• _Goal of the exercise_: Your answer should consist only of the lines below from the one with "141L362 130L341 125L335" through the one with "positive clicks: (92, 200) (58, 240)", copied exactly.

•••

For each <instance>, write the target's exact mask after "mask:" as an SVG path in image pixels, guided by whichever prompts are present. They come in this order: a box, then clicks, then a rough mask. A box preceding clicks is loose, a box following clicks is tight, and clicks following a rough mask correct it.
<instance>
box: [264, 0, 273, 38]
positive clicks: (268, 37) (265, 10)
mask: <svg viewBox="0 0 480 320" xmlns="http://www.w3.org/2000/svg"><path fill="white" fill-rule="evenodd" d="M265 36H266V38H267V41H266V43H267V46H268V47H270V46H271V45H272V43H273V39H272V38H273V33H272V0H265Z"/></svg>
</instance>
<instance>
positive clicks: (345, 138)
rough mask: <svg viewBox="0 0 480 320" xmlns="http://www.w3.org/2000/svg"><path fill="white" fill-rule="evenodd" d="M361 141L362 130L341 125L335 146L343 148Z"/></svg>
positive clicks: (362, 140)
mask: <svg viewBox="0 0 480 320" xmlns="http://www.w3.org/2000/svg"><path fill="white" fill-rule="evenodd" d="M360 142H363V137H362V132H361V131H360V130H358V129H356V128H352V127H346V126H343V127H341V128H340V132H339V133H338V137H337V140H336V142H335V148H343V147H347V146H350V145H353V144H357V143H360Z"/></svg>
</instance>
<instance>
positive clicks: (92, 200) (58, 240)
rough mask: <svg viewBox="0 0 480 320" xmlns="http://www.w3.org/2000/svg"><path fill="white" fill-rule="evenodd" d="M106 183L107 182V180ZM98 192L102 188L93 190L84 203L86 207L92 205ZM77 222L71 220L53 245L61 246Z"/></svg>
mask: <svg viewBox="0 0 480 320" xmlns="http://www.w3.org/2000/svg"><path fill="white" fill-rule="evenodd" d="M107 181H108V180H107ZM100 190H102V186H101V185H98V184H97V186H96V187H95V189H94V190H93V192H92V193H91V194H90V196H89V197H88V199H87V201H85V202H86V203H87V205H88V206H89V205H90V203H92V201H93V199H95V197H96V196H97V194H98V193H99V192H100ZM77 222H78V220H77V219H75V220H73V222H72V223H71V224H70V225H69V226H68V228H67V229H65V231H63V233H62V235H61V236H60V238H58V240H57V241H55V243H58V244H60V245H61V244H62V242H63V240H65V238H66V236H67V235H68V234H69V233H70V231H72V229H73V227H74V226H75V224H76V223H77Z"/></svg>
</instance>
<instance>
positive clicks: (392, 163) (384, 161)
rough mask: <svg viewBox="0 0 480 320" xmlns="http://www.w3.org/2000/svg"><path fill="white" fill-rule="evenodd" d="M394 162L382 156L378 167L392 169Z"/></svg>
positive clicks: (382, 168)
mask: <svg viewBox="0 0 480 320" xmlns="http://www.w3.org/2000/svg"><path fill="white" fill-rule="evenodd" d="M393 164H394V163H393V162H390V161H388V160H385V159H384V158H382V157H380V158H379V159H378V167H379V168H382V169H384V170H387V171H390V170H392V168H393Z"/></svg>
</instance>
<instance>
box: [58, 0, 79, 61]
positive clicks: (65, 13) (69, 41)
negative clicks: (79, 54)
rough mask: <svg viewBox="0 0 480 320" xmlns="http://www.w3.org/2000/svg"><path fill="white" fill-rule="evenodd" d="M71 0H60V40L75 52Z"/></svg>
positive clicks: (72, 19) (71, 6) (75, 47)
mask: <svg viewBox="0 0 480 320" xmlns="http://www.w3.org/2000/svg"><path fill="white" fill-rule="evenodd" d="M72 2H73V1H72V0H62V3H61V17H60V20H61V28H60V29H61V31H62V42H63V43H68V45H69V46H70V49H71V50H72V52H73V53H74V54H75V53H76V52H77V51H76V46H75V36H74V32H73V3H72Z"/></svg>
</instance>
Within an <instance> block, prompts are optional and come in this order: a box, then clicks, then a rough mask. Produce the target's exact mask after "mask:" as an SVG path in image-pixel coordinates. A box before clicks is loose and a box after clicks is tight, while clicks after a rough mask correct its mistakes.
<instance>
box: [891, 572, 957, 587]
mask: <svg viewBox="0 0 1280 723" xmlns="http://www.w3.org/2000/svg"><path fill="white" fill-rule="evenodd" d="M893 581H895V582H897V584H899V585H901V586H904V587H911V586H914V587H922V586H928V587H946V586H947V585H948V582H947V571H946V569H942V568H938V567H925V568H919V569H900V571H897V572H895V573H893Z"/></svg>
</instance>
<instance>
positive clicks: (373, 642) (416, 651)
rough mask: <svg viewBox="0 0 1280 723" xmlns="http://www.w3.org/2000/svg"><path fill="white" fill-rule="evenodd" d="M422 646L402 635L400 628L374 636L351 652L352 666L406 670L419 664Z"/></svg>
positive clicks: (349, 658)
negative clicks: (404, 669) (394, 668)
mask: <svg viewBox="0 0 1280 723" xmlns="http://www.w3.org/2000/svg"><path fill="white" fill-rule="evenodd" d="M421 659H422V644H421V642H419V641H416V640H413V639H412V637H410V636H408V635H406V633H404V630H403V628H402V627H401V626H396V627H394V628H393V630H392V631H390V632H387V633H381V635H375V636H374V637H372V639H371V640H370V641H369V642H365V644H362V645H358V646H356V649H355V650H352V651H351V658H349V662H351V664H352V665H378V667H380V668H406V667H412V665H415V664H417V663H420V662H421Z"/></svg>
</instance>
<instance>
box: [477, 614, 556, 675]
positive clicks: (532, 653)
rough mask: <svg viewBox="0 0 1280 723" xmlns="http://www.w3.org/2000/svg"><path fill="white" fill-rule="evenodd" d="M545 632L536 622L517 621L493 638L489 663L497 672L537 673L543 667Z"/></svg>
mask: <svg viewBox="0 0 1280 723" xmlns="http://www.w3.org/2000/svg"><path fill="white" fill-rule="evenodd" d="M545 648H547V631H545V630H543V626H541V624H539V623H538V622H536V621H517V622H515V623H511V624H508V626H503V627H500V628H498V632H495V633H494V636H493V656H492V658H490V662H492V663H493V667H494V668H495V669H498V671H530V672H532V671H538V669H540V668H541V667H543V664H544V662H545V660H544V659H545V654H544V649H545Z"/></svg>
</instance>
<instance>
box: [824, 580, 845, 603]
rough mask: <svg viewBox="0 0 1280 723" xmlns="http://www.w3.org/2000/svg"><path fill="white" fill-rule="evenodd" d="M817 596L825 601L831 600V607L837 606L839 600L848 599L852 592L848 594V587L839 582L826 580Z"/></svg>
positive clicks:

•••

• _Result of the task_:
rough mask: <svg viewBox="0 0 480 320" xmlns="http://www.w3.org/2000/svg"><path fill="white" fill-rule="evenodd" d="M361 141L362 130L341 125L335 146L343 148Z"/></svg>
positive clicks: (362, 140)
mask: <svg viewBox="0 0 480 320" xmlns="http://www.w3.org/2000/svg"><path fill="white" fill-rule="evenodd" d="M360 142H363V137H362V132H361V131H360V130H358V129H356V128H352V127H346V126H343V127H341V128H340V132H339V133H338V137H337V140H336V142H335V148H343V147H347V146H350V145H353V144H357V143H360Z"/></svg>
</instance>
<instance>
positive clicks: (92, 200) (58, 240)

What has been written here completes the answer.